## Passage provided
Is Going to College in the US Worth It?


Everyone has heard the adage: Get an education. We need an educated workforce. You will not get a good job without a college degree. Education is what will make our economy superior. (5) Is education worthwhile if you cannot find a job? Are college graduates finding jobs? The statistics support the idea that college education does increase your odds of finding work, but the rate of joblessness is increasing similar to all of the other employment categories. (10)(11)(12).

What if you could find work but it does not pay enough to make the debt worthwhile? Tuition costs have been rising faster than most prices (1), and since you generally cannot pay off these student loans until after you find work, the interest has more time to compound, making the debt harder to pay off. This effect is even more pronounced in a situation where it takes longer for someone to find work. Any delay in payments will allow the debt burden to swell back up again quickly. Statistics show that graduating from college, and doing it in the expected time are also key factors in paying off the debt.(6) Student loans are not just for people under 25. Two thirds of all borrowers are people over 40.(6) It can take as long as 25 years to pay back student debt depending on the amount borrowed and the terms.(1)

## Raw data
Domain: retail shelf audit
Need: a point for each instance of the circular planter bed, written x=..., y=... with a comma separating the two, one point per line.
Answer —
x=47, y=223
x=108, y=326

## Job 1
Retype the part of the text on whether college in the US is worth it between "Everyone has heard" and "employment categories. (10)(11)(12).", inclusive.
## Job 2
Put every line of the entries into a Markdown table with the columns Row and Line, numbering each row and leaving out blank lines.
The entries have nothing to do with the text about college.

## Expected answer 1
Everyone has heard the adage: Get an education. We need an educated workforce. You will not get a good job without a college degree. Education is what will make our economy superior. (5) Is education worthwhile if you cannot find a job? Are college graduates finding jobs? The statistics support the idea that college education does increase your odds of finding work, but the rate of joblessness is increasing similar to all of the other employment categories. (10)(11)(12).

## Expected answer 2
| Row | Line |
|---|---|
| 1 | Domain: retail shelf audit |
| 2 | Need: a point for each instance of the circular planter bed, written x=..., y=... with a comma separating the two, one point per line. |
| 3 | Answer — |
| 4 | x=47, y=223 |
| 5 | x=108, y=326 |